--- Source document ---

Exploring Counterfactual Insights: From Correlation to Causation in Data Analysis
Picture this: A world where the sky takes on a serene shade of lemon yellow, birds have come to their senses and eloquently converse in fluent English, and where fruit trees defy gravity, displaying their deep lilac and electric purple leaves while offering up the most delectable fruits at your every whim.
And you think, finally! the world makes sense.
Well hello there!
Let's step back into reality, but fear not, for we're about to embark on a journey that's just as captivating – the world of counterfactuals. While our initial vision may be a delightful flight of fancy, counterfactuals open the door to a different kind of wonder, one that allows us to explore the ‘what ifs' of our own world.
The term ‘counterfactual' might initially sound complex, but it simply means considering scenarios that are contrary to factual or actual events. Although the term itself was coined in 1946, the idea dates back centuries to when humans first began pondering ‘what if' scenarios.
In psychology, counterfactual thinking is frequently used to delve into scenarios that are different from events that have already occurred. For instance, we might ponder whether a criminal would have chosen a different life path if offered alternative opportunities.

--- Data ---
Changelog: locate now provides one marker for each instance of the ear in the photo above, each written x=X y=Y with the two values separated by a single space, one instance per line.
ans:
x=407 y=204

--- List of tasks ---
1. List every color the counterfactuals article names in its imagined world.
2. From the counterfactuals article, write out the stretch from "Let's step back" through "offered alternative opportunities." again, switching "psychology" to "sociology".

--- Responses to the exercise ---
1. lemon yellow, deep lilac, electric purple

2.
Let's step back into reality, but fear not, for we're about to embark on a journey that's just as captivating – the world of counterfactuals. While our initial vision may be a delightful flight of fancy, counterfactuals open the door to a different kind of wonder, one that allows us to explore the ‘what ifs' of our own world.
The term ‘counterfactual' might initially sound complex, but it simply means considering scenarios that are contrary to factual or actual events. Although the term itself was coined in 1946, the idea dates back centuries to when humans first began pondering ‘what if' scenarios.
In sociology, counterfactual thinking is frequently used to delve into scenarios that are different from events that have already occurred. For instance, we might ponder whether a criminal would have chosen a different life path if offered alternative opportunities.